Request -> Rewrite the stretch from the line containing "job: greenish puddle" through the end of the material, changing "outlines" to "contours" and keeping everything else the same. Omit the pictures.
---*---
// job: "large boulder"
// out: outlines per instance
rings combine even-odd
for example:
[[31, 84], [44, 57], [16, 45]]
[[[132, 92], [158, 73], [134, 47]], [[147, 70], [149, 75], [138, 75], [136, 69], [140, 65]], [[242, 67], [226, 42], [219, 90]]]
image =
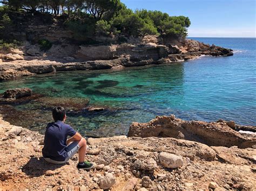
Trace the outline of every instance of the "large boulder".
[[152, 171], [157, 168], [157, 165], [152, 158], [137, 159], [133, 164], [133, 168], [137, 170]]
[[116, 46], [80, 46], [76, 57], [86, 60], [112, 60], [114, 58]]
[[181, 157], [167, 152], [160, 153], [159, 161], [163, 166], [168, 168], [176, 168], [183, 165]]
[[28, 88], [16, 88], [8, 89], [4, 93], [3, 98], [16, 100], [19, 98], [30, 96], [32, 94], [32, 90]]

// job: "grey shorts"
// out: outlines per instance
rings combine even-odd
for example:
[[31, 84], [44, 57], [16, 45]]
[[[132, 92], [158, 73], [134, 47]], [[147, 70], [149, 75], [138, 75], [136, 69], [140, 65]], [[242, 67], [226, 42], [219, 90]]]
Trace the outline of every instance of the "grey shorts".
[[52, 160], [50, 158], [44, 158], [44, 159], [47, 162], [50, 163], [56, 164], [64, 164], [68, 162], [69, 160], [70, 159], [70, 158], [73, 157], [77, 151], [78, 151], [80, 148], [78, 143], [79, 141], [73, 142], [66, 147], [66, 150], [67, 151], [67, 157], [64, 161], [57, 161], [56, 160]]

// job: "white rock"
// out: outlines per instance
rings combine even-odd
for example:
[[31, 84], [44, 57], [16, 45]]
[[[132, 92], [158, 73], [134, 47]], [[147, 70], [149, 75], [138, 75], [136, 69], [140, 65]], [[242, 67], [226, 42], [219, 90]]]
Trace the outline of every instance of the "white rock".
[[104, 168], [104, 166], [105, 166], [105, 165], [104, 165], [104, 164], [101, 164], [101, 165], [97, 165], [97, 166], [96, 166], [96, 169], [97, 169], [97, 170], [101, 170], [102, 168]]
[[106, 174], [104, 177], [100, 177], [98, 181], [98, 184], [100, 188], [109, 189], [116, 183], [114, 175], [111, 173]]
[[168, 168], [175, 168], [183, 165], [181, 157], [166, 152], [160, 153], [159, 160], [163, 166]]
[[4, 55], [4, 58], [10, 60], [23, 60], [24, 57], [18, 54], [12, 54], [11, 53], [7, 54]]
[[142, 179], [142, 184], [143, 187], [149, 188], [151, 183], [151, 180], [150, 178], [147, 176], [143, 176]]
[[218, 185], [216, 182], [211, 182], [209, 183], [209, 188], [215, 189], [218, 187]]

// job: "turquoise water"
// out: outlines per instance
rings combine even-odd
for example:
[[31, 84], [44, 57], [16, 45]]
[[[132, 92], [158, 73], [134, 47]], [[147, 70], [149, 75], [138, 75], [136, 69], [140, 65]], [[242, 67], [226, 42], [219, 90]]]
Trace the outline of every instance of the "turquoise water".
[[[23, 77], [1, 82], [0, 93], [28, 87], [46, 96], [89, 98], [91, 105], [111, 108], [93, 114], [68, 114], [68, 123], [92, 136], [126, 135], [132, 122], [146, 122], [157, 115], [170, 114], [183, 119], [222, 118], [256, 125], [256, 39], [193, 39], [232, 48], [234, 55], [118, 70]], [[15, 107], [33, 109], [29, 104]], [[30, 123], [29, 128], [42, 131], [47, 123], [26, 121]]]

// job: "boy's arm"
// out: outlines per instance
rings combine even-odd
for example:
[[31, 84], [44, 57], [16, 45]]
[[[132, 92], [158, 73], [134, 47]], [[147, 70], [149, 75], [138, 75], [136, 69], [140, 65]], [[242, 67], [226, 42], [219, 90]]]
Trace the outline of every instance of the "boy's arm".
[[77, 132], [75, 134], [75, 135], [70, 138], [70, 139], [66, 140], [66, 144], [67, 145], [69, 145], [70, 143], [72, 143], [75, 140], [80, 140], [82, 139], [82, 136], [80, 133], [78, 133]]

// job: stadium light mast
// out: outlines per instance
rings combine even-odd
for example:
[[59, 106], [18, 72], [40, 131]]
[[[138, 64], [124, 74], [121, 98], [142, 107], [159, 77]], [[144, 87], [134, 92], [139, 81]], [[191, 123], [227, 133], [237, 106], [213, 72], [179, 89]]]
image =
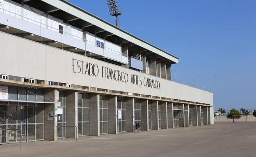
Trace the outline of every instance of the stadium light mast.
[[107, 0], [108, 9], [111, 16], [116, 17], [116, 26], [118, 27], [118, 16], [123, 14], [123, 11], [118, 8], [117, 0]]

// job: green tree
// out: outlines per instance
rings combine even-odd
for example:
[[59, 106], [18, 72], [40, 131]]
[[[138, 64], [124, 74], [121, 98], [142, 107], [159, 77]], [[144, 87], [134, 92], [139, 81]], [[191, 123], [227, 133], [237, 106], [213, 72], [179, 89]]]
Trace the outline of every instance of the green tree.
[[230, 110], [229, 113], [227, 114], [227, 118], [233, 119], [233, 122], [235, 123], [235, 119], [239, 119], [241, 117], [241, 114], [239, 111], [235, 108], [232, 108]]
[[249, 111], [248, 110], [246, 110], [245, 108], [243, 108], [240, 109], [240, 111], [243, 115], [245, 115], [245, 116], [246, 116], [246, 122], [247, 123], [247, 116], [249, 115], [249, 113], [250, 113], [251, 111]]
[[223, 115], [224, 114], [226, 113], [226, 109], [225, 108], [219, 108], [218, 111], [220, 112], [220, 113], [222, 115]]
[[256, 117], [256, 110], [254, 110], [254, 112], [252, 113], [252, 114], [254, 116]]

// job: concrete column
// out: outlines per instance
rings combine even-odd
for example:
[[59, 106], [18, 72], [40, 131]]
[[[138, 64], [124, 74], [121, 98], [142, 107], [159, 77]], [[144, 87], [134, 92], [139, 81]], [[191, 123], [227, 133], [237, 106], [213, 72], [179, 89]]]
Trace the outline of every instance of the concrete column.
[[194, 123], [193, 125], [194, 126], [198, 126], [197, 105], [194, 105], [193, 106], [192, 112], [193, 112], [193, 121]]
[[100, 95], [92, 94], [89, 96], [90, 104], [90, 136], [100, 135]]
[[167, 102], [167, 113], [168, 128], [173, 128], [173, 103], [172, 102]]
[[167, 102], [161, 104], [161, 128], [168, 129], [168, 108]]
[[208, 125], [211, 125], [210, 107], [209, 106], [207, 107], [208, 108], [207, 110], [208, 111]]
[[126, 100], [126, 131], [133, 132], [134, 129], [134, 98]]
[[208, 110], [207, 106], [204, 106], [202, 109], [203, 110], [203, 124], [208, 125]]
[[156, 76], [161, 77], [161, 61], [160, 60], [156, 60]]
[[[185, 127], [189, 127], [189, 112], [188, 112], [188, 105], [186, 104], [184, 104], [184, 126]], [[186, 111], [185, 111], [185, 110]]]
[[156, 60], [151, 59], [149, 61], [149, 74], [156, 76]]
[[141, 103], [141, 129], [142, 130], [149, 130], [149, 100], [145, 100]]
[[108, 100], [108, 128], [109, 134], [117, 134], [117, 97]]
[[[129, 50], [128, 47], [122, 46], [122, 53], [126, 55], [127, 55], [127, 57], [128, 57], [129, 56]], [[126, 68], [129, 68], [128, 64], [122, 64], [122, 66]]]
[[201, 106], [197, 106], [197, 115], [198, 117], [198, 125], [202, 125], [201, 120]]
[[[53, 104], [44, 104], [44, 140], [48, 141], [57, 140], [57, 102], [58, 91], [56, 89], [45, 89], [44, 91], [44, 101], [53, 102]], [[53, 115], [53, 117], [49, 117]], [[56, 116], [55, 116], [56, 115]]]
[[[65, 93], [66, 126], [75, 126], [78, 129], [78, 93], [74, 91], [66, 91]], [[66, 137], [67, 138], [75, 138], [77, 133], [75, 128], [67, 127], [66, 128]]]
[[166, 64], [161, 62], [161, 78], [166, 79]]
[[152, 130], [159, 130], [158, 101], [152, 101], [151, 122]]
[[169, 63], [166, 64], [166, 79], [171, 80], [171, 66]]
[[143, 58], [142, 59], [142, 62], [143, 64], [143, 70], [142, 72], [144, 73], [146, 73], [146, 55], [144, 55]]

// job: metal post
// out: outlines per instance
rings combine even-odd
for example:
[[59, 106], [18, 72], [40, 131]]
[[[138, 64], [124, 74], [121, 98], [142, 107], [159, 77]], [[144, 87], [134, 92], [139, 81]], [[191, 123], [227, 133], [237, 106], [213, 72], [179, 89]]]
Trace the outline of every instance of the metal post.
[[42, 19], [40, 19], [40, 43], [42, 43]]
[[116, 26], [118, 27], [118, 25], [117, 24], [117, 22], [118, 22], [118, 16], [116, 16]]

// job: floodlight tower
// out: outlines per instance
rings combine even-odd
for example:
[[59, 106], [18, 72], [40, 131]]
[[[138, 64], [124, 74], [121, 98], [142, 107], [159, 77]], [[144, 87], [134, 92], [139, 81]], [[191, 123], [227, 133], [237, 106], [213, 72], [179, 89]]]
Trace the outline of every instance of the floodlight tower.
[[116, 17], [116, 26], [118, 27], [118, 16], [123, 14], [123, 11], [118, 9], [117, 0], [107, 0], [110, 15]]

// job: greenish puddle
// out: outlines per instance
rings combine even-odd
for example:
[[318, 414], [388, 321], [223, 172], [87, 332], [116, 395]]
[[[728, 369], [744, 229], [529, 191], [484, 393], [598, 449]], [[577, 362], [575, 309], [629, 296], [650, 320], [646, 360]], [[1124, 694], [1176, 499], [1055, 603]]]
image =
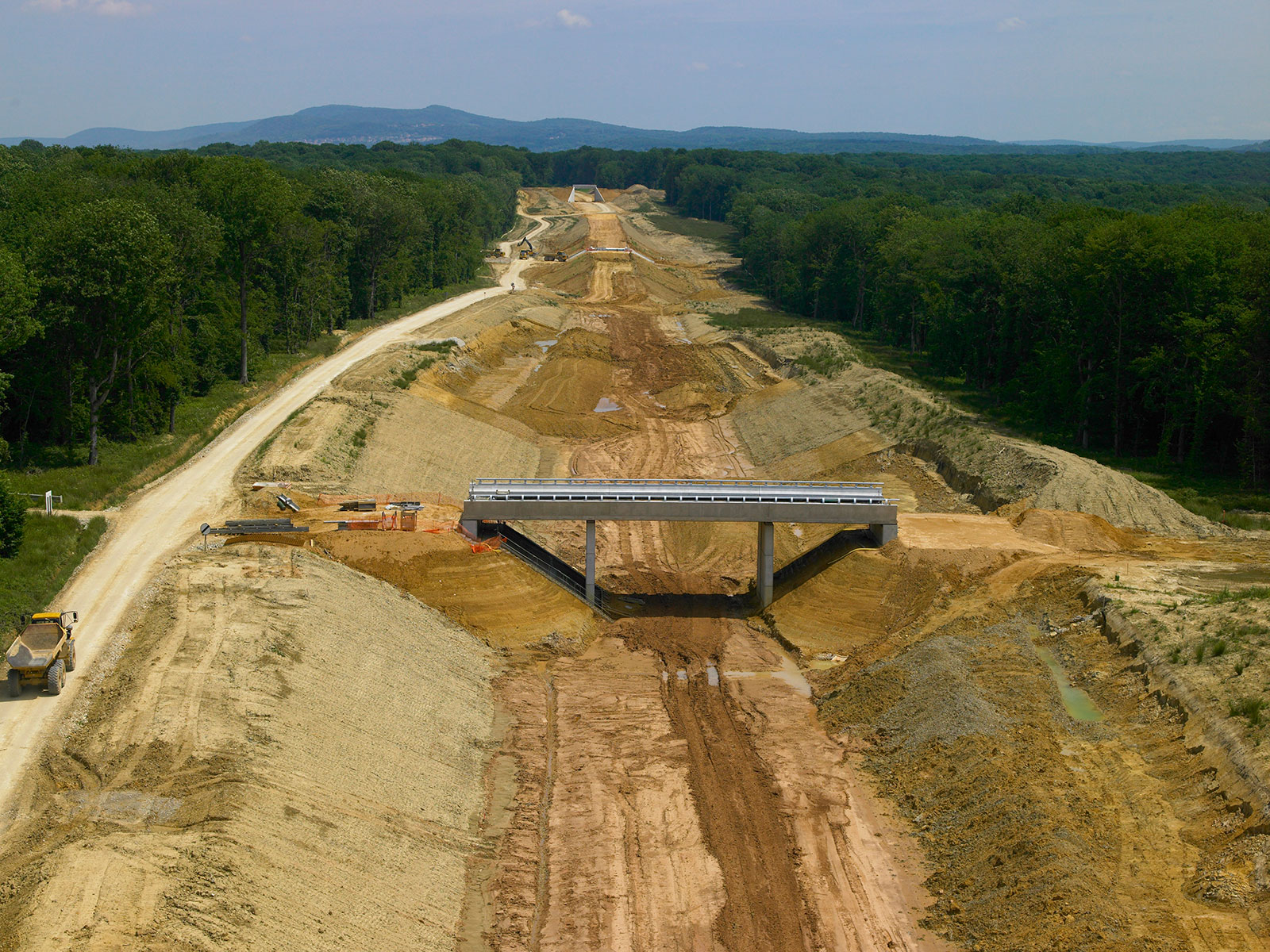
---*---
Response to this task ->
// job: greenish puddle
// out: contours per instance
rings combine even-odd
for example:
[[318, 414], [388, 321], [223, 172], [87, 332], [116, 395]]
[[[728, 369], [744, 229], [529, 191], [484, 393], [598, 449]], [[577, 362], [575, 309], [629, 296], [650, 320], [646, 360]], [[1124, 694], [1176, 499], [1055, 603]]]
image =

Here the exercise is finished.